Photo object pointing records
────────────────────

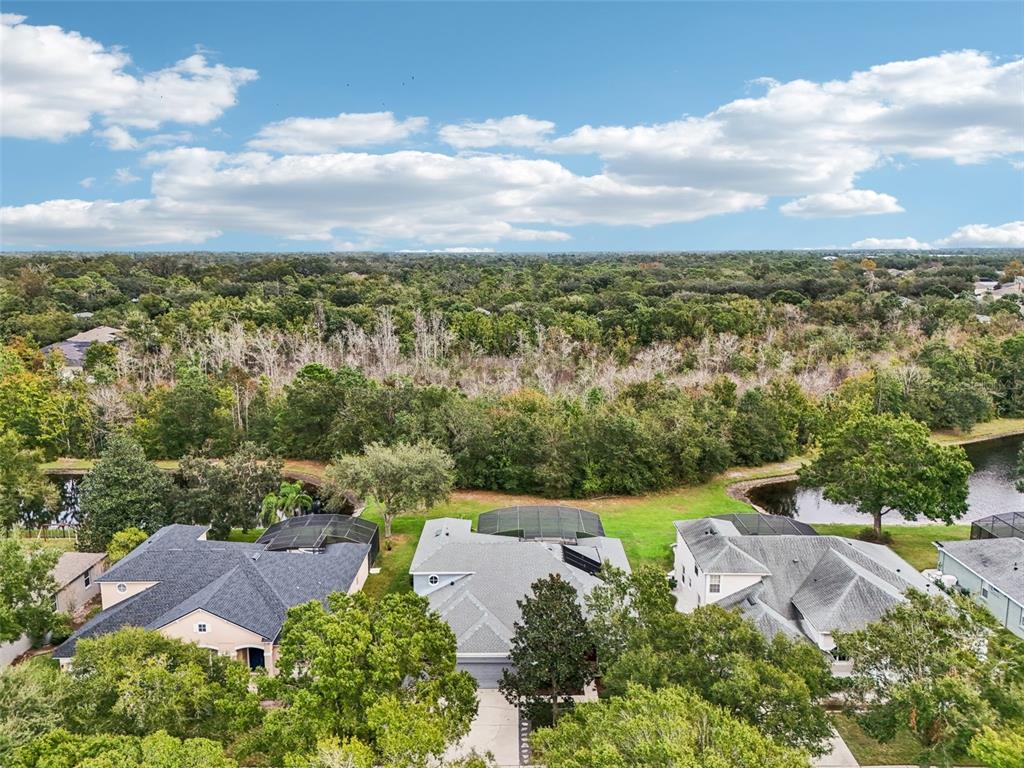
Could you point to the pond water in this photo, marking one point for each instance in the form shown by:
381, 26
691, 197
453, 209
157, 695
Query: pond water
67, 515
991, 489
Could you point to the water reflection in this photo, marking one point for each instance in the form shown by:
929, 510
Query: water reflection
991, 489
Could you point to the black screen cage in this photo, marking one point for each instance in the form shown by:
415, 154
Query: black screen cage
757, 523
1005, 525
318, 531
545, 521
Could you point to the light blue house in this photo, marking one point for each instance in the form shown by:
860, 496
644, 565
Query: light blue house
992, 571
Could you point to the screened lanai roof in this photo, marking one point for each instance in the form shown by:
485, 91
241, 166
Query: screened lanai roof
566, 523
1005, 525
317, 531
757, 523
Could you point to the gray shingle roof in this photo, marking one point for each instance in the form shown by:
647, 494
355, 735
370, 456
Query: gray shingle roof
998, 561
833, 582
73, 564
489, 573
238, 582
840, 594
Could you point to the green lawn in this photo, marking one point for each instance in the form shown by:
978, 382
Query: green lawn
903, 750
912, 543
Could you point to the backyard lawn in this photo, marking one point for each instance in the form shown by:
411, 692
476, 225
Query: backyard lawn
912, 543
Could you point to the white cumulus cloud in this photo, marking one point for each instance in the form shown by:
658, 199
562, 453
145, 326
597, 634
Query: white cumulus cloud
899, 244
516, 130
316, 135
841, 205
56, 82
1010, 235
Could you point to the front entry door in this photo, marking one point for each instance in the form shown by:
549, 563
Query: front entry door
257, 659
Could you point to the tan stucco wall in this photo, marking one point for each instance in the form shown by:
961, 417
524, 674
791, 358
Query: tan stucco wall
224, 637
74, 596
110, 595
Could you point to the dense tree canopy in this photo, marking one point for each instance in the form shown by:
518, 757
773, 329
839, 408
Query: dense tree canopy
27, 591
552, 650
940, 669
883, 463
136, 682
123, 491
774, 685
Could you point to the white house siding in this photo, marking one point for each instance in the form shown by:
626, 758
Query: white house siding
1006, 610
76, 595
422, 585
684, 563
110, 595
360, 577
70, 599
10, 651
731, 584
486, 672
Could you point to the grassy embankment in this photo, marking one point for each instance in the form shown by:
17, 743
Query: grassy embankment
644, 522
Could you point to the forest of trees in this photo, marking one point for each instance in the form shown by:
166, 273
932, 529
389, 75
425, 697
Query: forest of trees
558, 376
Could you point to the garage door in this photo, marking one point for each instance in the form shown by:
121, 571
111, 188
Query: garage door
486, 673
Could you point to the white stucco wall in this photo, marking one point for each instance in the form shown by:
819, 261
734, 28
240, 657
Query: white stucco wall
731, 584
360, 577
10, 651
74, 596
422, 585
226, 638
110, 595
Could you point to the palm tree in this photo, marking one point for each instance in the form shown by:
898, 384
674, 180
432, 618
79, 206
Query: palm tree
289, 500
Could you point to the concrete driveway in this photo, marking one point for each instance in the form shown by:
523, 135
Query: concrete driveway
496, 729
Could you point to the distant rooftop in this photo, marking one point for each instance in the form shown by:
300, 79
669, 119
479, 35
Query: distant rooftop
318, 531
758, 523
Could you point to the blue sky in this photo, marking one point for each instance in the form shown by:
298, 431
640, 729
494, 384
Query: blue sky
430, 126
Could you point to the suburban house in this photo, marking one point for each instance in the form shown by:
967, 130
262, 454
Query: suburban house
76, 574
230, 597
474, 579
785, 578
991, 570
74, 347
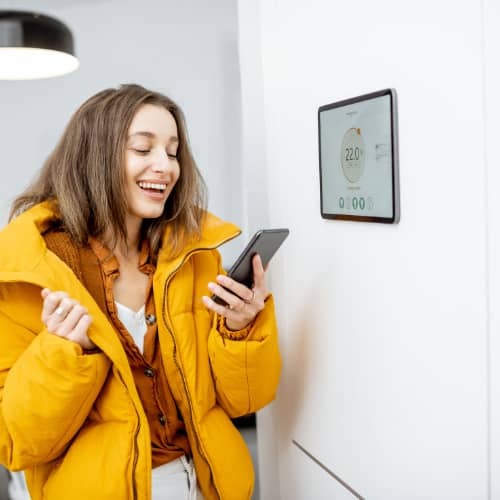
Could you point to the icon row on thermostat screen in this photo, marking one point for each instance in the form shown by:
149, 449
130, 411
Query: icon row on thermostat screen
356, 203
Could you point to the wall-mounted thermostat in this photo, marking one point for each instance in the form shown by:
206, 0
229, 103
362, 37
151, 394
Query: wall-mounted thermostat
358, 158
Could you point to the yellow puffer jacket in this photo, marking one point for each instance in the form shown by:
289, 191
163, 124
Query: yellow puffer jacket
75, 423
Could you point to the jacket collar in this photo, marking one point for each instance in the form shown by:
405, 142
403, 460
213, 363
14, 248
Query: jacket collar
24, 258
24, 253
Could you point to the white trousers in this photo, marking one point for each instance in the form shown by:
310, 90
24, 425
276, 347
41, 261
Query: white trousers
175, 480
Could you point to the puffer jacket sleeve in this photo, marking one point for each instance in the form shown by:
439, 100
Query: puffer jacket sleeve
246, 371
47, 389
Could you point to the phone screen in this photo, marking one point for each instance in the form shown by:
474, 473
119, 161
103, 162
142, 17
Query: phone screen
265, 243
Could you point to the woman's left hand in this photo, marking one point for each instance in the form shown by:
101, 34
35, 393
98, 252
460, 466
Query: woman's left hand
243, 303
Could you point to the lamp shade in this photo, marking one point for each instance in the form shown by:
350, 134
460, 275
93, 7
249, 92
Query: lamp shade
34, 46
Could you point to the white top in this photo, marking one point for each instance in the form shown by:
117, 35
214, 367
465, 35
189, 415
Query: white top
134, 322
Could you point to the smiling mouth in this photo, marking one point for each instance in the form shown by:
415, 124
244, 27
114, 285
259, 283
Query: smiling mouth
152, 187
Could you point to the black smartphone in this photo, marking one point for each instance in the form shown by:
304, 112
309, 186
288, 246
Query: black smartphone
265, 242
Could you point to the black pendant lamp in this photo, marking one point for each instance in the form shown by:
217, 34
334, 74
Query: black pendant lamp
34, 46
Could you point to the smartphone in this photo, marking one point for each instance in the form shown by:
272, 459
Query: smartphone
265, 242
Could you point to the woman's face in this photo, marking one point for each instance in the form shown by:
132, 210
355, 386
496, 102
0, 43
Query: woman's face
151, 166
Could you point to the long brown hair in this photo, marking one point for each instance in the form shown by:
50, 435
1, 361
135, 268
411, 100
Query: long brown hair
85, 174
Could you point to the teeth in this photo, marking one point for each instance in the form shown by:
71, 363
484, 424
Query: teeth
151, 185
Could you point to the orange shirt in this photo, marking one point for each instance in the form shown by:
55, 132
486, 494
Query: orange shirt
97, 268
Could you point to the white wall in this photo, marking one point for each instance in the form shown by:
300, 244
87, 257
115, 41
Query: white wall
187, 50
384, 329
491, 20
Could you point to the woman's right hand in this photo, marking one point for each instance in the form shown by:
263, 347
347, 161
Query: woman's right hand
66, 318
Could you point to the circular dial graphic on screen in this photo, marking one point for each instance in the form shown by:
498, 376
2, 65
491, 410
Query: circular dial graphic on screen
352, 155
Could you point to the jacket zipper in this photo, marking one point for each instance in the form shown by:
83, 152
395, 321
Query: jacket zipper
184, 383
136, 447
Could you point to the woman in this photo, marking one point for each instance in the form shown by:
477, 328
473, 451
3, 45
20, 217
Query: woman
117, 369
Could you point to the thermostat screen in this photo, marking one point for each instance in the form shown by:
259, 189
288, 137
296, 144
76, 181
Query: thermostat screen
357, 164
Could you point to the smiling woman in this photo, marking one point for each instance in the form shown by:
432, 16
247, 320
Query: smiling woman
120, 374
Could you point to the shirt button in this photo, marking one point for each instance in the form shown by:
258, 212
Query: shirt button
150, 319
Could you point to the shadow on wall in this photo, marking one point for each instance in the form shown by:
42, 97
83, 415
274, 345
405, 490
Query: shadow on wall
4, 479
296, 371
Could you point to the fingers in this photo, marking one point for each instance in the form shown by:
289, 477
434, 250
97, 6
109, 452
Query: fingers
65, 317
51, 302
72, 319
259, 273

────────────────────

- Objective -
Repeat the preceding records precisely, and leave every picture out of the copy.

- Final result -
Could you point to the pond water in this photo, marking one point for each instance in the form shown by:
381, 26
691, 197
453, 209
157, 695
Query: pond water
67, 515
991, 489
Could you point to the water reflection in this photo, marking one point for each instance in the form shown by:
929, 510
Query: water reflection
991, 489
Could you point to the black screen cage in this photo, marking one point for each instance in the form shown by:
415, 154
Query: black screen cage
757, 523
1005, 525
318, 531
545, 521
Could you point to the light blue house in this photo, marking one point for each instance in the form shown by:
860, 496
644, 565
Query: light blue house
992, 571
Could you point to the screened lanai roof in this photo, marking one point for each instance in the form shown by:
485, 91
241, 166
Query: screened lanai roof
566, 523
1005, 525
317, 531
757, 523
Could you point to the gray shingle roof in this photo, marking one point for each instance in the form shown by:
647, 494
355, 735
370, 456
Query: gray shingle roof
998, 561
833, 582
73, 564
489, 573
238, 582
840, 594
Could you point to the green lawn in this photo, marking one point for each instance in the form shown by:
978, 382
Query: green lawn
903, 750
912, 543
Could you point to the backyard lawn in this photo, marking one point for each instance in the form shown by:
411, 692
476, 225
Query: backyard lawn
912, 543
Could you point to the white cumulus cloud in this photo, marking one point for each instance in the form shown by:
658, 199
562, 453
145, 326
597, 634
Query: white cumulus cloud
899, 244
516, 130
316, 135
841, 205
56, 82
1010, 235
Could you point to the front entry door in this photo, marking one point for each instance in the form shown by:
549, 563
Query: front entry door
257, 659
Could you point to the tan stucco wall in this photo, marking one point for each instance in the form shown by:
961, 417
524, 674
791, 358
Query: tan stucco wall
224, 637
74, 596
110, 595
Could you point to the dense tree canopy in this photo, marking one point for each instance in the form shown by:
518, 757
773, 329
839, 408
Query: dense tree canopy
27, 591
552, 650
940, 669
883, 463
136, 682
123, 491
774, 685
Could you point to the white house siding in this photo, marking one point for each instance in the form shown by:
626, 758
Query: white house siding
1006, 610
76, 595
422, 585
684, 563
110, 595
360, 577
70, 599
10, 651
731, 584
486, 672
Could you point to the grassy embankment in this photo, marking one point for each instance in the form shown by:
17, 743
Query: grassy embankment
644, 522
Could you point to the forest of trees in this photo, marking one point for each instance in the form shown by:
166, 273
932, 529
389, 75
425, 697
Query: forest of trees
558, 376
Could you point to the garage door in this photo, marking one point for each instance in the form shown by:
121, 571
111, 188
Query: garage door
486, 673
Could you point to the white stucco wall in this photo, marking one point for each instance in the form shown by:
819, 261
734, 28
240, 657
Query: white stucco wall
731, 584
360, 577
10, 651
74, 596
422, 585
226, 638
110, 595
Could you point to the palm tree in this photo, marking one point for each instance in the form shown by:
898, 384
674, 180
432, 618
79, 206
Query: palm tree
289, 500
Could you point to the concrete driveway in this photo, marking one point for each instance in the form shown by:
523, 135
Query: concrete driveway
496, 729
Could you point to the distant rooftop in this photo, marking one point for each instance in the form shown by:
300, 79
669, 119
479, 35
Query: distant rooftop
318, 531
758, 523
Could you point to the blue sky in this photo, marking one point for each instance in the form shown by:
298, 431
640, 729
494, 384
Query: blue sky
430, 126
Could you point to the suburban house in this photo, marking one point for each instance in the form shown by:
967, 130
262, 454
Query: suburban house
76, 574
230, 597
474, 579
785, 578
991, 570
74, 347
Could you point to the icon row on thermostat screen in this photo, marking one point for each instance in the form shown by:
149, 449
130, 411
Query: icon row on thermostat screen
356, 203
Could you point to the wall-mounted thermostat in this photo, marking one point for each instance in the form shown by:
206, 0
229, 103
362, 37
151, 394
Query: wall-mounted thermostat
358, 158
Could you point to the yellow puffer jacket in this photo, marking one point for each instance in the form shown by:
289, 191
163, 124
Query: yellow puffer jacket
75, 423
Could you point to the jacket collar in this photo, marking one point for each instance in the form shown by:
405, 142
403, 460
213, 363
14, 248
Query: jacket collar
24, 258
24, 253
Could you point to the white trousers in this photo, marking one point for each instance in the form shown by:
310, 90
24, 425
276, 347
41, 261
Query: white trousers
175, 480
Could you point to the puffer jacket sleeve in this photo, marking one point for each instance in the form shown by:
439, 100
Query: puffer jacket sleeve
246, 371
47, 389
Could you point to the phone screen in this photo, marking one point for each instance in the form shown by:
474, 473
119, 161
103, 162
142, 17
Query: phone screen
265, 243
Could you point to the woman's left hand in this photo, marking one point for each instance in the form shown by:
101, 34
35, 393
98, 252
460, 466
Query: woman's left hand
243, 303
Could you point to the lamp shade in this photo, marking one point for each instance in the form shown by:
350, 134
460, 275
93, 7
249, 92
Query: lamp shade
34, 46
Could you point to the white top in this photo, marking one point for each instance in the form shown by:
117, 35
214, 367
465, 35
189, 415
Query: white top
134, 322
Could you point to the smiling mouth in this photo, marking one point for each instance in the form shown by:
415, 124
244, 27
114, 285
259, 283
Query: smiling mouth
152, 187
Could you point to the black smartphone in this photo, marking one point for each instance in the form shown by:
304, 112
309, 186
288, 246
Query: black smartphone
265, 242
Could you point to the black pendant lamp in this photo, marking one point for each instance in the form shown by:
217, 34
334, 74
Query: black pendant lamp
34, 46
Could you point to the smartphone in this photo, marking one point for each instance in the form shown by:
272, 459
Query: smartphone
265, 242
Could you point to the woman's face in this photo, marking one point for each instance in the form shown by:
132, 210
355, 386
496, 102
0, 43
Query: woman's face
151, 166
Could you point to the long brown hair in this photo, marking one point for each instance in the form shown by:
50, 435
1, 361
135, 268
411, 100
Query: long brown hair
85, 174
Could you point to the teeth in this photo, marking one point for each instance in the form shown by:
71, 363
484, 424
Query: teeth
151, 185
Could you point to the orange shirt in this photo, marking one point for each instance in the form shown by:
55, 132
486, 494
Query: orange shirt
97, 268
Could you point to the white wall in this photo, marking one point for each instance in the form shown by:
300, 244
87, 257
115, 41
Query: white wall
187, 50
384, 329
491, 20
Could you point to the woman's right hand in this photo, marking one point for each instance in the form shown by:
263, 347
347, 161
Query: woman's right hand
66, 318
Could you point to the circular dial graphic on screen in this photo, marking one point for each instance in the form shown by:
498, 376
2, 65
491, 410
Query: circular dial graphic on screen
352, 155
Could you point to the jacket zipper in this photo, marking one point for each instance in the form shown by:
83, 152
395, 321
Query: jacket zipper
184, 383
136, 447
Could you point to the woman in this photo, marking one point for each instance in the form shown by:
477, 328
473, 451
3, 45
20, 217
Query: woman
117, 369
Could you point to the thermostat screen in this photo, marking one point for each instance in the form shown by:
259, 189
288, 137
296, 144
76, 181
Query: thermostat screen
357, 164
Could you point to the smiling woman in this photo, marking one point for each instance in the form shown by:
432, 16
247, 320
Query: smiling woman
120, 374
Could you point to the shirt button in this photo, marking one point for each instance in the form shown by:
258, 212
Query: shirt button
150, 319
Could you point to the shadow on wall in this photo, marking one point for each instance in the form shown by:
42, 97
83, 415
274, 345
405, 490
Query: shadow on wall
4, 479
296, 371
Could you point to the fingers in this photo, marking one point for each instance in the form shown by:
289, 477
434, 250
97, 6
109, 452
Query: fingers
65, 317
51, 302
72, 319
259, 273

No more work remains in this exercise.